Document text
Since the the City of Chicago actively promotes biking using its DIVVY bikeshare program and constantly gobbles up roads to make way for protected bike lanes, here is a reason why more Blacks should get into the sport of cycling and make tracks on two-wheels instead four. I reached back into the annals of my career as a community journalist to discover this hidden gem of a story. Originally published in the Citizen Newspapers in 2007.
by La Risa Lynch
It took nearly 10 years, but a seven-mile bike path named after cycling’s first international Black sports star was officially dedicated last Saturday in the West Pullman community.
The Major Taylor Bike Trail snakes its way from the Dan Ryan Woods near 83rd Street following an old abandoned railway before ending in picturesque Whistler Woods in suburban Riverdale.
Cycling enthusiasts, residents, and city and Chicago Park District officials gathered at the trail’s halfway point near 111th and Aberdeen for the dedication. But many praised the tenacity of the man for whom the trail is named after, Marshall “Major” Taylor, an Indiana native, born in 1878, who excelled at a sport not particularly associated with Blacks — bicycle racing.
“To name it after someone who was the first African-American cyclist was important for me,” said Ald. Carrie Austin (34) whose ward has the longest portion of the trail running through it. She first became of Major Taylor during an early planning meeting for the trail in the late 1990s when a park district commissioner handed her Taylor’s autobiography.
“She gave it to me as a present and I read it cover to cover. I was absolutely in awe that in 1899 an African-American was a top cyclist,” Austin said, noting that she had encountered some resistance to naming the trail after Taylor. “I didn’t care what anybody wanted to name it. It had no other name.”

(Images for locating objects)

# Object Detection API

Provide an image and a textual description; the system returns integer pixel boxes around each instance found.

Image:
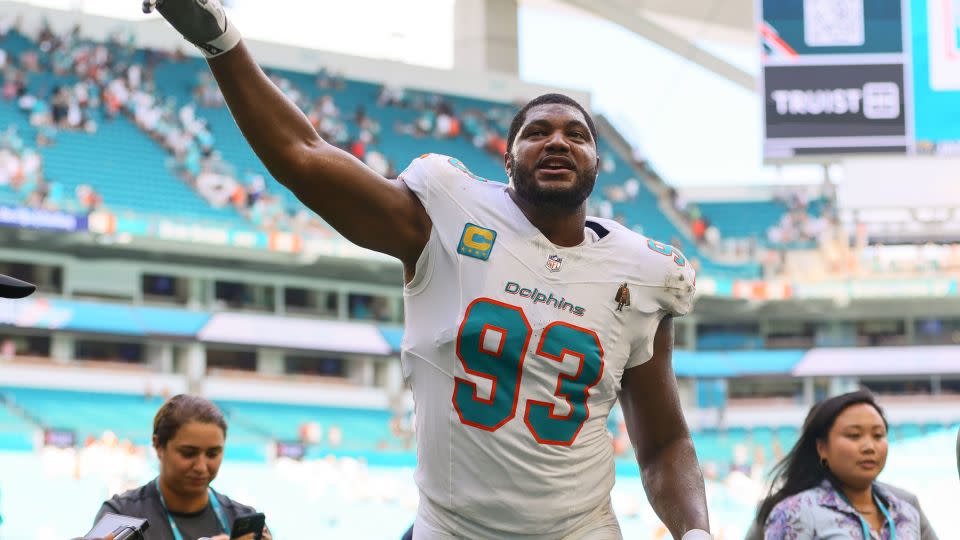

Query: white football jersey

[400,154,695,538]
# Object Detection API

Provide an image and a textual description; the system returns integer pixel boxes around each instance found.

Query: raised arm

[145,0,432,273]
[620,316,710,539]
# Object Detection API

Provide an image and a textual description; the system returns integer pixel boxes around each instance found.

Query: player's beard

[513,156,598,210]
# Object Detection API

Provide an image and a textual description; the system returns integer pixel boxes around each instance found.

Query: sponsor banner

[910,0,960,156]
[764,64,907,157]
[0,206,87,232]
[0,297,210,337]
[697,278,960,301]
[792,279,957,300]
[760,0,903,56]
[199,313,393,355]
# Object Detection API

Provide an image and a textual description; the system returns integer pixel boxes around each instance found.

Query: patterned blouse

[763,480,920,540]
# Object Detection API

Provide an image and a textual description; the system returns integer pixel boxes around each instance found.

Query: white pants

[413,494,623,540]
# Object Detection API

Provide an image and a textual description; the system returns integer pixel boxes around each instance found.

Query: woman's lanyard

[840,492,897,540]
[154,477,230,540]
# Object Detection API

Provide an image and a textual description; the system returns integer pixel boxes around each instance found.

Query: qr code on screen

[803,0,865,47]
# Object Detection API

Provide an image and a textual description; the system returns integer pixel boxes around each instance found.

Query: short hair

[507,94,599,153]
[153,394,227,448]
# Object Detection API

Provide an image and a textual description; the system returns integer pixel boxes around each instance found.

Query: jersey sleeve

[399,154,450,212]
[624,240,697,369]
[658,246,697,317]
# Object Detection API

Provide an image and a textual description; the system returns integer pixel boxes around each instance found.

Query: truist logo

[503,281,587,317]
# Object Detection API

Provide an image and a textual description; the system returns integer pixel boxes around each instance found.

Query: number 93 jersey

[400,154,695,538]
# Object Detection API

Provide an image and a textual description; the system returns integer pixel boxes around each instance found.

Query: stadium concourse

[0,4,960,540]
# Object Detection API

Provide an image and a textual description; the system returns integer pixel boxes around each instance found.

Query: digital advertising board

[758,0,960,161]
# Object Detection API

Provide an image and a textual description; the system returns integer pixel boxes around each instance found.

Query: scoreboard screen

[758,0,960,160]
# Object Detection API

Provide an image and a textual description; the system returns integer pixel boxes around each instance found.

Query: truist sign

[764,64,907,157]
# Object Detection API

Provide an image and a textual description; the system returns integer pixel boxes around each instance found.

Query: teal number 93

[453,298,603,446]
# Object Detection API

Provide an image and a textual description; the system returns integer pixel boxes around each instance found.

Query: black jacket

[94,480,256,540]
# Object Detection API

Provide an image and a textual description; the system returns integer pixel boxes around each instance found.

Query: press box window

[284,355,346,377]
[140,274,189,304]
[283,287,338,317]
[207,347,257,373]
[213,281,275,311]
[74,339,144,364]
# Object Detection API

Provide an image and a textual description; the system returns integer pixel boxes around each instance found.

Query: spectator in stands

[747,390,937,540]
[95,394,272,540]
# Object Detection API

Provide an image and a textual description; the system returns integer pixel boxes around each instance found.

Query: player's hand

[143,0,240,58]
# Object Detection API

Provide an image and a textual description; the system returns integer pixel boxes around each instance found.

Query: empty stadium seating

[0,28,758,278]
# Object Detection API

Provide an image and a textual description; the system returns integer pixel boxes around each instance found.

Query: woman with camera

[97,394,272,540]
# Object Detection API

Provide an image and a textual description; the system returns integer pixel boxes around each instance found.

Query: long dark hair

[757,390,887,527]
[153,394,227,448]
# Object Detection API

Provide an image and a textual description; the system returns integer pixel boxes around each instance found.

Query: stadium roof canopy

[548,0,757,92]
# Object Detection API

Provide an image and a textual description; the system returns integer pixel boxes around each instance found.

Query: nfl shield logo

[547,255,563,272]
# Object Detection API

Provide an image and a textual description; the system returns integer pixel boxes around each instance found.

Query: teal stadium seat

[0,27,759,279]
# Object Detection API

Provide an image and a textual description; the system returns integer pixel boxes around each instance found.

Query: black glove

[143,0,240,58]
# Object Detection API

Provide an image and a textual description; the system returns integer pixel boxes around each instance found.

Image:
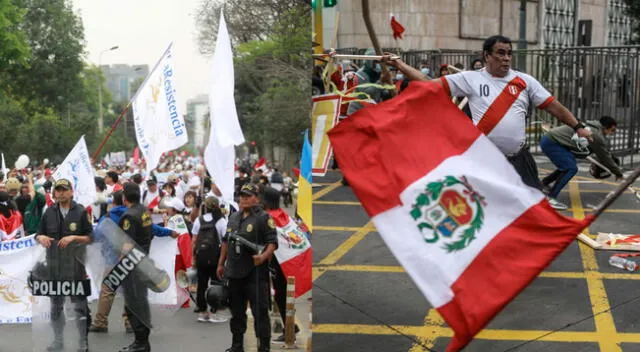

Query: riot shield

[89,219,188,330]
[27,236,91,351]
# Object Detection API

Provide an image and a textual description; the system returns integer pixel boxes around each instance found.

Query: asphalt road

[313,160,640,352]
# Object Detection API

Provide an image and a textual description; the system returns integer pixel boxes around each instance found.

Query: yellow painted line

[318,221,375,265]
[311,181,342,201]
[313,225,362,232]
[313,324,616,344]
[569,183,622,352]
[313,200,362,205]
[409,308,444,352]
[313,264,640,280]
[315,265,405,273]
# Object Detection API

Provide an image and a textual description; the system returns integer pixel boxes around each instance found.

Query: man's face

[53,187,73,203]
[238,193,258,210]
[484,42,513,77]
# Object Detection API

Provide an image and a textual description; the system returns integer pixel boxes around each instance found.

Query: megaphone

[176,268,198,288]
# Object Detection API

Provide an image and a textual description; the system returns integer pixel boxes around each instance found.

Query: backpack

[194,215,220,268]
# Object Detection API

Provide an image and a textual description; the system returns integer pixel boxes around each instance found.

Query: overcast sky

[72,0,211,110]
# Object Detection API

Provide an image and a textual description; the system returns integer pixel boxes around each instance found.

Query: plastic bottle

[609,255,638,271]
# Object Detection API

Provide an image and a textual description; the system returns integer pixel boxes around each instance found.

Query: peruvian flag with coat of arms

[329,82,595,351]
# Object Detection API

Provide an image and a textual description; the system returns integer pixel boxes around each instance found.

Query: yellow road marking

[313,200,362,205]
[312,324,616,342]
[569,183,622,351]
[313,264,640,280]
[318,221,375,265]
[311,181,342,201]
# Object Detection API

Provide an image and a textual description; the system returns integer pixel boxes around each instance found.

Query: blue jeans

[540,135,578,198]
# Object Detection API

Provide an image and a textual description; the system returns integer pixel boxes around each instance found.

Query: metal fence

[337,46,640,164]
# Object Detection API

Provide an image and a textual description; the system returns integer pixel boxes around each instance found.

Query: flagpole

[593,168,640,220]
[93,101,131,163]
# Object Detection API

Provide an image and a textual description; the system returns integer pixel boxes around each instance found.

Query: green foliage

[624,0,640,44]
[0,0,31,72]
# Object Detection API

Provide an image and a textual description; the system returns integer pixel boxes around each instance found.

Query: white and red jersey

[440,68,554,155]
[142,190,163,224]
[0,210,24,241]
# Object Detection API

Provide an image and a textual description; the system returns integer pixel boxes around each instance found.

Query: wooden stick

[284,276,296,348]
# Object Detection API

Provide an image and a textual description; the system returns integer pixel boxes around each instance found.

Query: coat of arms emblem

[411,176,486,253]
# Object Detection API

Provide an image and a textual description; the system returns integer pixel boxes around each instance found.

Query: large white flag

[204,11,244,202]
[53,136,96,206]
[133,43,189,172]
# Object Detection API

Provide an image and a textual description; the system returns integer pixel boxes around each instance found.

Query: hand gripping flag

[329,82,594,351]
[268,208,312,298]
[391,15,404,40]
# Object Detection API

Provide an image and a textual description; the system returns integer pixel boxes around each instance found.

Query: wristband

[573,121,586,131]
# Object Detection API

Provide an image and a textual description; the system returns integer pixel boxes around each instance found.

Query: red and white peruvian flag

[0,210,24,241]
[329,82,594,351]
[253,157,267,172]
[268,209,312,298]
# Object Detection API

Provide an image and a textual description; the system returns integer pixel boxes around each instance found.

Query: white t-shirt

[441,68,554,154]
[191,213,227,243]
[167,214,189,254]
[142,190,164,224]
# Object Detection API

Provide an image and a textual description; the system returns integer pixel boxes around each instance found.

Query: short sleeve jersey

[441,68,554,155]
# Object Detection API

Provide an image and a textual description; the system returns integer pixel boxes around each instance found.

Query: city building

[322,0,631,50]
[100,64,149,103]
[185,94,209,148]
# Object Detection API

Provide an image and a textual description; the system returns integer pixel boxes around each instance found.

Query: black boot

[47,339,64,352]
[225,334,244,352]
[120,340,151,352]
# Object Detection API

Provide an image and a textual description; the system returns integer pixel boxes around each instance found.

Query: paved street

[313,159,640,352]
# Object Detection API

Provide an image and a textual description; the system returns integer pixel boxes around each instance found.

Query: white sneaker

[209,313,229,323]
[547,197,569,210]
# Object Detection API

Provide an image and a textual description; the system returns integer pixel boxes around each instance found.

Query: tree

[624,0,640,44]
[8,0,84,113]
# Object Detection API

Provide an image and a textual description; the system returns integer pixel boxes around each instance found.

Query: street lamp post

[98,45,118,134]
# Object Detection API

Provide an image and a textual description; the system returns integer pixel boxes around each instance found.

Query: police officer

[35,179,93,352]
[119,182,153,352]
[216,183,278,352]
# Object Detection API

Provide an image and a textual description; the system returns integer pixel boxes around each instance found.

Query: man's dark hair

[482,35,512,57]
[111,191,124,206]
[93,176,107,192]
[131,174,142,184]
[107,171,118,183]
[600,116,618,128]
[122,182,140,204]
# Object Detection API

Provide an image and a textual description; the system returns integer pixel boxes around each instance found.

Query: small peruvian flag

[391,15,404,40]
[253,158,267,172]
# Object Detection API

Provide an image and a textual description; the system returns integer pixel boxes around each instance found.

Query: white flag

[132,44,189,172]
[204,11,244,202]
[2,153,9,177]
[53,136,96,207]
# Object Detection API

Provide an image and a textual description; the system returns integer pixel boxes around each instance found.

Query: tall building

[322,0,631,50]
[100,64,149,103]
[185,94,209,148]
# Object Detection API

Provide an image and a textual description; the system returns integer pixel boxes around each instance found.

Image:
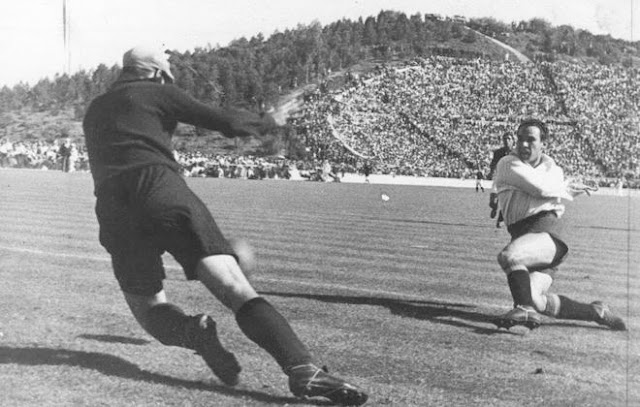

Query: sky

[0,0,640,86]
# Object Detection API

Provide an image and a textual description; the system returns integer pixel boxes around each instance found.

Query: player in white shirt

[494,119,626,330]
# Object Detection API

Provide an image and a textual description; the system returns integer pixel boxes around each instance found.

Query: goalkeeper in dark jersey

[83,47,367,405]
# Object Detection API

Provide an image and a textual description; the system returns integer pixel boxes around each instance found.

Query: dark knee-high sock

[557,295,596,321]
[145,303,193,349]
[507,270,534,307]
[236,297,313,372]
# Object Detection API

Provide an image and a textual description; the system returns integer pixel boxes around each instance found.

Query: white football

[229,239,257,279]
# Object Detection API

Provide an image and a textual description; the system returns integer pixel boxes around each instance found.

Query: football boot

[591,301,627,331]
[192,314,242,386]
[494,305,542,330]
[287,364,369,406]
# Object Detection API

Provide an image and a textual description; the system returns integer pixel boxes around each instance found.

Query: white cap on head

[122,46,174,83]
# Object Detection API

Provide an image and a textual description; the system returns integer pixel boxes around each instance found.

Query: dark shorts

[96,165,235,295]
[507,211,569,275]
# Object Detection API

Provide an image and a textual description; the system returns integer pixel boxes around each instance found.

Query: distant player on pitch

[83,47,367,405]
[494,119,626,330]
[487,132,515,228]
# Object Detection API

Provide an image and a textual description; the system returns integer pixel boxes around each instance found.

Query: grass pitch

[0,170,640,406]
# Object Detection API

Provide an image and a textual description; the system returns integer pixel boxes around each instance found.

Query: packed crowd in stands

[294,56,640,187]
[0,56,640,188]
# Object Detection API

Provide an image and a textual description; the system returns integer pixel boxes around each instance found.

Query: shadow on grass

[0,346,328,405]
[78,334,151,345]
[260,291,511,335]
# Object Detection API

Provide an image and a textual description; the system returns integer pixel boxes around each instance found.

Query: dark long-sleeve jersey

[83,81,274,190]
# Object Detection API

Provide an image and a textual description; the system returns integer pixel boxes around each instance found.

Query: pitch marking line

[0,245,495,307]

Instructions
1. In the bike trail article, where does the Major Taylor Bike Trail end?
2. Copy the bike trail article word for word from "The Major Taylor" up to and including "Blacks — bicycle racing.".
Answer using only the bike trail article.

Responses to the tasks
1. In Whistler Woods in suburban Riverdale.

2.
The Major Taylor Bike Trail snakes its way from the Dan Ryan Woods near 83rd Street following an old abandoned railway before ending in picturesque Whistler Woods in suburban Riverdale.
Cycling enthusiasts, residents, and city and Chicago Park District officials gathered at the trail’s halfway point near 111th and Aberdeen for the dedication. But many praised the tenacity of the man for whom the trail is named after, Marshall “Major” Taylor, an Indiana native, born in 1878, who excelled at a sport not particularly associated with Blacks — bicycle racing.